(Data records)

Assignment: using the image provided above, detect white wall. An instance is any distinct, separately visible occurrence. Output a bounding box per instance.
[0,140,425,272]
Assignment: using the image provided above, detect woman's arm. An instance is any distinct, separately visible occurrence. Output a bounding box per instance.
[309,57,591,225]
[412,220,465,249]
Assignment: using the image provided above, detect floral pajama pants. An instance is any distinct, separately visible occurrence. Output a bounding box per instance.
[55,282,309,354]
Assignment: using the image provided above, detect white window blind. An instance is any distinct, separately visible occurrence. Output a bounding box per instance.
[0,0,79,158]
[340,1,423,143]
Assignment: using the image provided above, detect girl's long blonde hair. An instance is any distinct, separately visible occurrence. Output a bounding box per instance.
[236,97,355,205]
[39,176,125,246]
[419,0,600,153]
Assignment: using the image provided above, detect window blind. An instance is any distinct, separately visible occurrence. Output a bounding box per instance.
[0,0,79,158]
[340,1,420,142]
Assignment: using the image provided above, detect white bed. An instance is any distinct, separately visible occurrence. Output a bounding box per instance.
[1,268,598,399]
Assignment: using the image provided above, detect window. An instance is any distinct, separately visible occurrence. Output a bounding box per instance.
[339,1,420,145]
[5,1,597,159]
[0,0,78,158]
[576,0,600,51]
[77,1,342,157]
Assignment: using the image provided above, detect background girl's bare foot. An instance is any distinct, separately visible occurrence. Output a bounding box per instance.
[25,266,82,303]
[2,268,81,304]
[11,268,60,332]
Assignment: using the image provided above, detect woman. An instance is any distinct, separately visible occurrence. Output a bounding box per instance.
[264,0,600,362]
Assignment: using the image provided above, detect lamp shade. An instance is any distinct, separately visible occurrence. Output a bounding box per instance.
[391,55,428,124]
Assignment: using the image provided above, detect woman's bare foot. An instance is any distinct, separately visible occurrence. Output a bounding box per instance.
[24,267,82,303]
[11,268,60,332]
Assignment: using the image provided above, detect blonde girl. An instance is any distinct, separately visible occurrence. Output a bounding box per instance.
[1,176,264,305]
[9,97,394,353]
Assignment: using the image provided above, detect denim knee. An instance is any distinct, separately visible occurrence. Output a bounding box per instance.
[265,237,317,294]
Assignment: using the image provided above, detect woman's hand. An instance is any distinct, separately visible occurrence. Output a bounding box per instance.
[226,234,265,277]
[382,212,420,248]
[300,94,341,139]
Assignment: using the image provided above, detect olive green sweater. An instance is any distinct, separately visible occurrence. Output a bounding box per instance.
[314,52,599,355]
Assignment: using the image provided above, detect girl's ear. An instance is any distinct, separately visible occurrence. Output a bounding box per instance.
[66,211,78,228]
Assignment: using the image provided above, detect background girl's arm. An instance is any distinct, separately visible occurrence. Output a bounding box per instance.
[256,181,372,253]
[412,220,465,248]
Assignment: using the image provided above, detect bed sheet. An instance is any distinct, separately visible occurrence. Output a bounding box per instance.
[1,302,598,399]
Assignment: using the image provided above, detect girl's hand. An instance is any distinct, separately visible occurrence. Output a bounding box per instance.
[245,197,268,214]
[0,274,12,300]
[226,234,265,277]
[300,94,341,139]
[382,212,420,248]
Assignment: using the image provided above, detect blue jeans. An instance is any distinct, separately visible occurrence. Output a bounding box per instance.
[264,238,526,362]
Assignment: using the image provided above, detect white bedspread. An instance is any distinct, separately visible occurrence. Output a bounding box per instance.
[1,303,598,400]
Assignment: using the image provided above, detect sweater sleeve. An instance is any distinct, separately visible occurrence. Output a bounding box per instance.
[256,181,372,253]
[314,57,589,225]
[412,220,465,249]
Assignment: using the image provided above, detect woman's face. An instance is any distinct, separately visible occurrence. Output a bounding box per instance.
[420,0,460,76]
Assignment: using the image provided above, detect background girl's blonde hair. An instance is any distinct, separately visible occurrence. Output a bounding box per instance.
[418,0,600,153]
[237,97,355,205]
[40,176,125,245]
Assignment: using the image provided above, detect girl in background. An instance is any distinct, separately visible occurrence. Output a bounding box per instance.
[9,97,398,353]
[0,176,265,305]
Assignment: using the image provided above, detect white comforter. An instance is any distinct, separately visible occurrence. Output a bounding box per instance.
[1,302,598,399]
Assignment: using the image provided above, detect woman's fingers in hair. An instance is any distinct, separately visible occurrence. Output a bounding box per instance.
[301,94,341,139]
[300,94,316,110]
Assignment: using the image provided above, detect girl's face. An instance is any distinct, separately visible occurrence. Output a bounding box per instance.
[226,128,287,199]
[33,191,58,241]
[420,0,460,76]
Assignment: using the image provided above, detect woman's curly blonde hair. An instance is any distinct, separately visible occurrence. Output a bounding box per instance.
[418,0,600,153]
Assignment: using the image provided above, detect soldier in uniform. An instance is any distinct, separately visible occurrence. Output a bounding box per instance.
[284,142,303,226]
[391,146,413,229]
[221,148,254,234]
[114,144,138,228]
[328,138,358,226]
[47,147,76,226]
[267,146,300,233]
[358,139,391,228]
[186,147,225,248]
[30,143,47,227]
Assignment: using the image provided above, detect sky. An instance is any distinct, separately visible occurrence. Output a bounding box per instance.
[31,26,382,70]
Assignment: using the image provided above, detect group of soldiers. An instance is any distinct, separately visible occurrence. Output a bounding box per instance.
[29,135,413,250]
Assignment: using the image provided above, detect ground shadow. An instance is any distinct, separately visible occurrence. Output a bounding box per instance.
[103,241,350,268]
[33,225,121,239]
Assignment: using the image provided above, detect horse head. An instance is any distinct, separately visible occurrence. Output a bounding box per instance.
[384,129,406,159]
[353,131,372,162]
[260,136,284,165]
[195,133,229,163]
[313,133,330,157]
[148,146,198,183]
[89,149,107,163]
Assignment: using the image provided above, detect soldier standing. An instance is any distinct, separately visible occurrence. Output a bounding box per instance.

=== Your objective ===
Go through the records and copy each one exactly.

=== Output below ===
Assignment: using the image provided above, detect white wall. An instance is any distinct, separately visible occurrence. Output a bounding box per instance.
[0,140,425,272]
Assignment: using the image provided above, detect woman's arm. An instance is any distinct, separately visible occurrence. Output a bounding box per instance.
[309,57,591,225]
[412,220,465,249]
Assignment: using the image provided above, detect floral pajama pants. An instance is any distinct, separately visible occurrence. Output a bounding box per instance.
[55,282,309,354]
Assignment: using the image provided above, detect white window blind. An instance is any distinct, separately visible occurrence. Output a bounding box per instance.
[0,0,79,158]
[340,1,423,143]
Assignment: using the image provided above, detect girl's long blonde hair. An instance is any distinct, separately visible occurrence. Output a bounding box per instance.
[236,97,355,205]
[39,176,125,246]
[419,0,600,153]
Assignment: using the image provided above, detect window blind. An instance is any distinct, separately visible occurrence. Output a bounding box per instance.
[0,0,79,158]
[340,1,420,142]
Assignment: using the image provided above, detect white bed. An instance is any distinct, separately visible occurrence. Output a bounding box per instance.
[1,268,598,399]
Assignment: using the image provided above, detect window. An instance is any distinct, separately visible occurrence. Output a bounding box per instance.
[339,1,420,145]
[5,1,597,159]
[0,0,78,158]
[576,0,600,51]
[77,1,342,157]
Assignment: using the image provided above, detect background girl's bare foot. An instance is any distinct, separately visible occurrence. Output a bounding box per instance.
[25,266,82,303]
[2,268,81,304]
[11,268,60,332]
Assignment: using the image provided above, detect woman. An instance is any distinct, separately visible occurrence. Output a bounding box per instance.
[264,0,600,362]
Assignment: using the image provided above, detect lamp shade. An instance is any distinct, separately visible occurrence. Output a bounding box per instance.
[391,55,428,124]
Assignment: using the image provided above, detect woman's bare foot. An instance is any distinct, separately visible occurrence. Output a bounding box per instance.
[24,267,82,303]
[11,268,60,332]
Assignment: using the image provided above, detect blonde girl. An instance is any distinct, separately visible occurrence. Output a bounding box per instance.
[1,176,264,305]
[9,97,394,353]
Assignment: using the image provided above, detect denim knee. An instance is any distinct, separately visible occurrence. Output a bounding box per instance.
[265,237,317,294]
Assignment: using the image provided above, detect woman's hand. An instance is any distinct, separately visible occurrence. Output a bounding box per instance.
[226,234,265,277]
[382,212,420,248]
[300,94,341,139]
Assignment: using the image provided above, detect olive green sweater. An instance is any distinct, separately visible occurrence. Output a bounding box per instance.
[314,52,599,355]
Assignment: using the image provided above, detect girl's ear. An instance is any distinct, separately visible occurrence. Output a bounding box per instance.
[66,211,78,228]
Assignment: using the image provided above, detect background girl's arm. An instance is any distinct, separately visible occurrence. Output a bounding box per instance.
[256,181,372,253]
[412,220,465,248]
Assignment: using the image provided above, detect bed sheet. An instance is any distinct, separately visible occurrence. Output a bounding box per instance.
[1,302,598,399]
Assignment: using the image provided above, detect girl's hand. An instance is any distinct, separately visible occurrence. Output a bounding box per instance.
[245,197,268,214]
[0,274,12,300]
[226,234,265,277]
[300,94,341,139]
[382,212,420,248]
Assignment: using the image provided above, detect blue jeans. An instance is any distinct, separately visible occurrence. Output a bounding box per instance.
[264,238,526,362]
Assignment: using the image provided above, detect white bedspread. An instance is any distinct, separately visible occurrence. Output a bounding box per instance.
[1,303,598,400]
Assignment: using the image provided above, detect sweater sleeve. An instance is any distinct, separately visible occurrence. Output a bounding box per instance.
[256,181,372,253]
[314,57,589,225]
[412,220,465,249]
Assignment: using the image provided above, detect woman's face. An instance is any distinct, separately visible occurrence. Output a bounding box per instance.
[420,0,460,76]
Assignment: using the image provided above, detect background girl's blonde hair. An instance is any distinct, separately visible occurrence. Output a bounding box per instance.
[418,0,600,153]
[237,97,355,205]
[40,176,125,245]
Assignment: using the image provided above, detect girl in background. An instance is any distinct, separately visible occurrence. Output a bounding box per instance.
[9,97,398,353]
[0,176,265,305]
Assignment: using the image provided above, detect white comforter. An instance is any distinct, separately visible occurrence. Output a bounding box per instance.
[1,302,598,399]
Assignment: using the image provided above, detect woman's fingers in hair. An instance is any distinct, separately visible occurrence. Output a bounding box per instance.
[301,94,341,139]
[300,94,316,110]
Assignment: using the image provided above, detect girl's face. An instance is any distinct, separately visible occurrence. Output a bounding box per instance.
[226,128,287,199]
[33,191,58,241]
[420,0,460,76]
Assignment: using the image provided above, detect woman's curly blonde hair. An instance is any distinct, separately visible occurrence. Output a bounding box per instance.
[418,0,600,153]
Assignment: using the image provided above, detect soldier in uniform. An instance is any distinct, separately visible occurrence. Output a bounding box per instance.
[284,142,303,226]
[391,146,413,229]
[221,148,254,234]
[114,144,138,228]
[328,138,358,226]
[47,147,76,226]
[267,146,300,233]
[358,139,391,228]
[186,147,225,248]
[30,143,47,227]
Assignment: using the image provided above, detect sky. An instance is any distinct, separately visible occurrence. Output a bounding box per instance.
[31,26,382,70]
Assignment: using the image provided above, detect group of soldiers. An instance is any distinct, separately visible occurrence. Output a bounding box per instance.
[29,135,413,250]
Assignment: using the image provided above, detect ground shadow. An instance is any distinct, separately visible occurrence. Output a bounding box per instance.
[103,241,350,268]
[33,225,121,239]
Assignment: using the image provided above, detect horse head. An instance is any distinct, separately visible occurrence. Output a bounding box per instance.
[384,129,406,159]
[353,131,372,162]
[260,136,284,165]
[195,133,229,163]
[313,133,330,157]
[148,146,198,183]
[89,149,107,163]
Assignment: using the image provided above, detect soldier standing. An instance is any distinct, separately visible occurrence. Output a bounding box per instance.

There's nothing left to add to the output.